> _REQUIRED ACTIONS_:
(1) From the passage on the building energy management platform, list the distributed resources within buildings that it names as being managed by the platform.
(2) Carry the passage on the building energy management platform forward from its final sentence.

> _PROVIDED TEXT_:
%%

The management of energy in buildings has always been a challenge due to varying levels of energy consumption depending on factors such as use, location, and user characteristics. With the rising use of high-end electrical appliances and the need to implement renewable energy solutions, traditional Building Energy Management System (BEMS) technologies are becoming increasingly outdated. These systems primarily focus on monitoring energy usage and rely on the experience of building managers to operate efficiently, thus making it difficult to manage the diverse distributed resources and different types of power consumption within buildings.

Recognizing the limitations of existing BEMS technologies, a research team at the Korea Institute of Energy Research (KIER) led by Dr. Jeong Hak-geun has developed a groundbreaking building energy management platform technology. This innovative platform uses artificial intelligence and probabilistic/statistical methods to manage the real-time malfunctions and operating status of distributed resources within buildings, such as solar power generation, energy storage systems, HVAC systems, and inverters.

One of the key features of this platform technology is its ability to automate the analysis of operating conditions, conduct fault diagnosis, and optimize resource operation in real-time. By utilizing artificial intelligence and probabilistic/statistical methods, the research team has achieved a fault detection accuracy of over 98% for distributed resources. Moreover, the platform incorporates next-generation secure communication technologies, including quantum cryptography and quantum-resistant cryptography, to ensure robustness against cyber attacks at security level 5.

%%

> _INFORMATION PROVIDED_:
%%

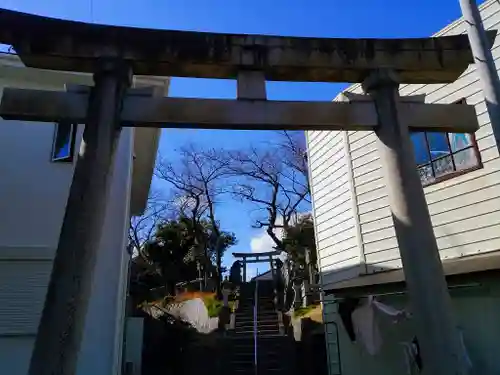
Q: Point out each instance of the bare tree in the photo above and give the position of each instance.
(197, 182)
(275, 179)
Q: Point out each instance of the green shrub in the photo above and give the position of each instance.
(213, 305)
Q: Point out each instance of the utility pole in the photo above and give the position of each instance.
(484, 63)
(62, 323)
(430, 301)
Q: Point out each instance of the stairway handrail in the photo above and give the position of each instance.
(255, 307)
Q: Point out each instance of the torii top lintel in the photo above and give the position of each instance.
(49, 43)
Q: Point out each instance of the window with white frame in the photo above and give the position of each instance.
(64, 142)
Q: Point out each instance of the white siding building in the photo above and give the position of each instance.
(354, 228)
(357, 248)
(36, 169)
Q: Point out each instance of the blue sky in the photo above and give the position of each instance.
(321, 18)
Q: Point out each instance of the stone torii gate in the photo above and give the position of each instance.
(257, 258)
(114, 54)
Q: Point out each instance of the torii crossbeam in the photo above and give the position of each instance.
(113, 54)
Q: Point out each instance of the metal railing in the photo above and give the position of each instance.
(255, 332)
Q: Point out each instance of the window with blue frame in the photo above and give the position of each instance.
(440, 156)
(64, 142)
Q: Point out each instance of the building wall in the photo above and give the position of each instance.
(465, 210)
(476, 308)
(33, 194)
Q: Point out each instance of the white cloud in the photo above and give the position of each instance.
(262, 242)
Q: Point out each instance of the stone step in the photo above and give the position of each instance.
(261, 323)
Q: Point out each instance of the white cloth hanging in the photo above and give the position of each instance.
(410, 352)
(398, 315)
(365, 327)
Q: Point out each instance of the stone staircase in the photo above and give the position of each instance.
(274, 350)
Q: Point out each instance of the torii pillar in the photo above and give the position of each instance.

%%

> _NUMBERED ANSWERS_:
(1)
- Solar power generation
- Energy storage systems
- HVAC systems
- Inverters

(2)
In addition to fault detection and secure communication, the platform technology also includes autonomous operation technology with a nonlinear optimization algorithm. This algorithm optimizes operations among distributed resources in real-time, enabling the system to immediately derive and operate the optimal utilization plan for distributed resources when a fault occurs. Through a year of verification in a mock-up testbed that simulates a real building environment, the research team confirmed that the platform technology resulted in more than 17% energy cost savings compared to existing building energy management systems.

The research outcomes of the KIER team have been remarkable, with 50 SCI(E)-level papers, 27 domestic and international patent applications, 4 registrations, and 8 cases of technology transfer. The team is currently on the verge of commercializing this platform technology, which has the potential to revolutionize building energy management across various sectors such as offices, factories, and hotels. Dr. Jeong Hak-geun emphasized the versatility and efficiency of the platform, stating that it is equipped with sophisticated algorithms for improving utilization efficiency and managing the fault status of distributed resources in real-time.